Task directions » Look below for the line containing "Each instance of the thumb". Output it and each remaining line of the entries exactly, and nothing else.

[START]

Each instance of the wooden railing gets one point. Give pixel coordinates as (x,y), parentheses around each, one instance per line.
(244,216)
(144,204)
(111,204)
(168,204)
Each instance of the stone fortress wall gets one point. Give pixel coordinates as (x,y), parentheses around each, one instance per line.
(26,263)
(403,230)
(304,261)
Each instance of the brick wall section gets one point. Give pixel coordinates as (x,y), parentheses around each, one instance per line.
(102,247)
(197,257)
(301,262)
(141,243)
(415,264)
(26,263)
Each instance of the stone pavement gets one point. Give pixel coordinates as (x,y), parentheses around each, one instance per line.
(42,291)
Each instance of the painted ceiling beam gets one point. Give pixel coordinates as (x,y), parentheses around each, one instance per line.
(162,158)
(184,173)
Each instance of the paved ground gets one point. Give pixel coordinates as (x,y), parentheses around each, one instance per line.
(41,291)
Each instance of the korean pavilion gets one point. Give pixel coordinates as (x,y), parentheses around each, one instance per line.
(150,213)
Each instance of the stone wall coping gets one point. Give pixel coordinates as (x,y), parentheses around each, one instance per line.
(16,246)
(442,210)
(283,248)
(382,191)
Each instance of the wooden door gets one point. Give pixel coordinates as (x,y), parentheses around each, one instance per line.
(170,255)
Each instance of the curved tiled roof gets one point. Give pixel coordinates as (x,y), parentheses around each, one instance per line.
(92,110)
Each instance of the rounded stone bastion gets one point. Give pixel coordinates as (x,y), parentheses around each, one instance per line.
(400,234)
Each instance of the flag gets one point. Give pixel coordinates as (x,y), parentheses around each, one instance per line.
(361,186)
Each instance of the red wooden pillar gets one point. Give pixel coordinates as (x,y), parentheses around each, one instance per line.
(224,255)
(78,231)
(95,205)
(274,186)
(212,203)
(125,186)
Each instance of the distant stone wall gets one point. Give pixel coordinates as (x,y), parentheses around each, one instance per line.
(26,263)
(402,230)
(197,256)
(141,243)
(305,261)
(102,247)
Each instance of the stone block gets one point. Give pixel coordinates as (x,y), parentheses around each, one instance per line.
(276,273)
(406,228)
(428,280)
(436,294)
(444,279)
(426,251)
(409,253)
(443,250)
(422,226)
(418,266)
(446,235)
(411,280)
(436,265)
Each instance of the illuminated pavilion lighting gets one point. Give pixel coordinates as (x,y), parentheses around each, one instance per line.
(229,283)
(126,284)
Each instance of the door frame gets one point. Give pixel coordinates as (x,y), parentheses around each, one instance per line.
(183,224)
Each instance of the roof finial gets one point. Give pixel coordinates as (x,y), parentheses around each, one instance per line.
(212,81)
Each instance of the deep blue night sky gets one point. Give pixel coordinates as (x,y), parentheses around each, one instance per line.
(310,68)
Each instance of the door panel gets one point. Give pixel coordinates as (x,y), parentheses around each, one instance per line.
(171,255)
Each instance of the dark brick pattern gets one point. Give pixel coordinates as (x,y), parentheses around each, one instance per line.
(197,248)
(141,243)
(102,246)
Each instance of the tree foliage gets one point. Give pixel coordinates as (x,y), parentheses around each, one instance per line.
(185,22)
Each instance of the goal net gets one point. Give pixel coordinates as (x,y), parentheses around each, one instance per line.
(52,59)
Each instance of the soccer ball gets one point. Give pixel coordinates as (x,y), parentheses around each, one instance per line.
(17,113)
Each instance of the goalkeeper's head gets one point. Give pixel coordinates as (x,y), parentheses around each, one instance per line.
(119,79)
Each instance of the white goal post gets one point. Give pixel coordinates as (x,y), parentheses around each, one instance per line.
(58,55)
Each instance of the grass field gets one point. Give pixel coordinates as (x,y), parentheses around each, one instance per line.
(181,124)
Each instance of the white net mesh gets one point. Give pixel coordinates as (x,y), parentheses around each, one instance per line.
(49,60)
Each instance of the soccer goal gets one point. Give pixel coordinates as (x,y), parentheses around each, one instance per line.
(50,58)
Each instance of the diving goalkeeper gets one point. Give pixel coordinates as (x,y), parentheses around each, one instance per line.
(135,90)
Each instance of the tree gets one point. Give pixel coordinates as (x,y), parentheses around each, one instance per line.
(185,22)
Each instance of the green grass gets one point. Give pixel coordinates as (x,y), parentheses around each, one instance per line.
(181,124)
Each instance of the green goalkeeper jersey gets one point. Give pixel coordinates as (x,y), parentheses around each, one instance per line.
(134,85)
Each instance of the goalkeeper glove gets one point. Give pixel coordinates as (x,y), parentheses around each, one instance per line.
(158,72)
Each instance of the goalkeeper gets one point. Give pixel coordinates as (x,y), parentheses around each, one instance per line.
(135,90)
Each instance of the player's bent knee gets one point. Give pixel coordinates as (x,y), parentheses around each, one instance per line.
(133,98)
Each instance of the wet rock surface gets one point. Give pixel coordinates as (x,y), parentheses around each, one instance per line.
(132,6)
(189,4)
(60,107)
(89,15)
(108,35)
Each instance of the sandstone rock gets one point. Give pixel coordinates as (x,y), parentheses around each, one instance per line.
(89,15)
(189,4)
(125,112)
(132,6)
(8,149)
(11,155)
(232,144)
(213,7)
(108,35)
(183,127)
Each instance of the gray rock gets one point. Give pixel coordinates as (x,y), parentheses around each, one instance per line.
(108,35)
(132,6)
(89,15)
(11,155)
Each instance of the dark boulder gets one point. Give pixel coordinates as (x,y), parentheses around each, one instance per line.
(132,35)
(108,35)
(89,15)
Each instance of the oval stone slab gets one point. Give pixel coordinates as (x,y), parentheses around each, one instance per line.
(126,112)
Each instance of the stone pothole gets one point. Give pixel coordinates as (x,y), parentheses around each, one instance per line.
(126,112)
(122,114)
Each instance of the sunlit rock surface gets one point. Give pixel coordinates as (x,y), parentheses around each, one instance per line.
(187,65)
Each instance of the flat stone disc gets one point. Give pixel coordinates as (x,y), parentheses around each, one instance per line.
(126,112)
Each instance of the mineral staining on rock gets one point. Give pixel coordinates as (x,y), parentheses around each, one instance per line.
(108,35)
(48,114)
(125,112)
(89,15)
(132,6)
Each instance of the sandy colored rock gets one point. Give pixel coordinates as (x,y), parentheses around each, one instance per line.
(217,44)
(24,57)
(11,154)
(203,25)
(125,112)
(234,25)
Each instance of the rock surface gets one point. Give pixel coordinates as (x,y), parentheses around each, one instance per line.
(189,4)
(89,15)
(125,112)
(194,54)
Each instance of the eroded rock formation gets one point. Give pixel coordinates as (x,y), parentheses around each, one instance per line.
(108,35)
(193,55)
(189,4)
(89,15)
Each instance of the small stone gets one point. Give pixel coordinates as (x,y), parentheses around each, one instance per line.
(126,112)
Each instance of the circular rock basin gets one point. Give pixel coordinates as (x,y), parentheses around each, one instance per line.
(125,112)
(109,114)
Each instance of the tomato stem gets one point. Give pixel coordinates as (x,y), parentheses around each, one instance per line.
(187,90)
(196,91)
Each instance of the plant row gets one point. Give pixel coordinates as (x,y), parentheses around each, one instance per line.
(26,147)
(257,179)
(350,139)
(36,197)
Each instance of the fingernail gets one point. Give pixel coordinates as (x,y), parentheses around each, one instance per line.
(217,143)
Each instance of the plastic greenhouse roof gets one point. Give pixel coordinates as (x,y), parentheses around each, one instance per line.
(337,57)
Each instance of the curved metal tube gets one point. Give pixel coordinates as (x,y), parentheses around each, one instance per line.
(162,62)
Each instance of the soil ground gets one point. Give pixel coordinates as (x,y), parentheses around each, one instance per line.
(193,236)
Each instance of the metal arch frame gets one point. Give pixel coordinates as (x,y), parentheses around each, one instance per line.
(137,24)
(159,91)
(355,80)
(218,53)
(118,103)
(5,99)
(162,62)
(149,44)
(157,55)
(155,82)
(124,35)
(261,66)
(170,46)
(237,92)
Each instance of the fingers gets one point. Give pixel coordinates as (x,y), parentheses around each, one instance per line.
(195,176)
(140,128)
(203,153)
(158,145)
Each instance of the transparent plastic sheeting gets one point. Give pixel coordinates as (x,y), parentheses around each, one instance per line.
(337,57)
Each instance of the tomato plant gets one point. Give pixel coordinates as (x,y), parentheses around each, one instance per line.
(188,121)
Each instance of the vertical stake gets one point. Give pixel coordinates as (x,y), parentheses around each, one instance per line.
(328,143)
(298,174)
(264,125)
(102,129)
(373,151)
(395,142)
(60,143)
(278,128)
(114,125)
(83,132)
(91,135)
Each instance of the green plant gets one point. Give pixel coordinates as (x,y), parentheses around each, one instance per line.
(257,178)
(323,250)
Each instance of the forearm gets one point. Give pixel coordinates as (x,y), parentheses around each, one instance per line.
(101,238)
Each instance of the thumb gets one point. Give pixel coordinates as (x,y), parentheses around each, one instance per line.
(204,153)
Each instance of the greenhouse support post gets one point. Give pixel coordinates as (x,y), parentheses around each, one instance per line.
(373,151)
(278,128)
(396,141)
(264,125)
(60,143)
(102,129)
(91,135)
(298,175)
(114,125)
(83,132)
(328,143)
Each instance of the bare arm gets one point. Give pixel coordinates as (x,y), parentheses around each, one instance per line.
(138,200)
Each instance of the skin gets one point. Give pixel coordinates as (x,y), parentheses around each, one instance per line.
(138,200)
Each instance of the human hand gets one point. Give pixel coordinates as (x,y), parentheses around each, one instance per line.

[END]

Response below »
Each instance of the thumb gets one point. Give pixel coordinates as (x,y), parentheses around each, one instance per line.
(204,153)
Each instance of the greenhouse support post gets one point. Give pixel coordinates as (x,y), parentheses around each, one instance per line.
(373,151)
(278,128)
(396,141)
(264,125)
(60,143)
(102,129)
(91,135)
(298,175)
(114,125)
(83,132)
(328,143)
Each instance of the bare arm gets one point. Give pixel coordinates as (x,y), parentheses around each, one instance per line.
(138,200)
Each instance of the skin gets one point. Give pixel coordinates as (x,y), parentheses around each, one instance per line.
(138,200)
Each instance of the human hand gets one point. Give pixel coordinates as (x,y), parentheses around each, one instance per line.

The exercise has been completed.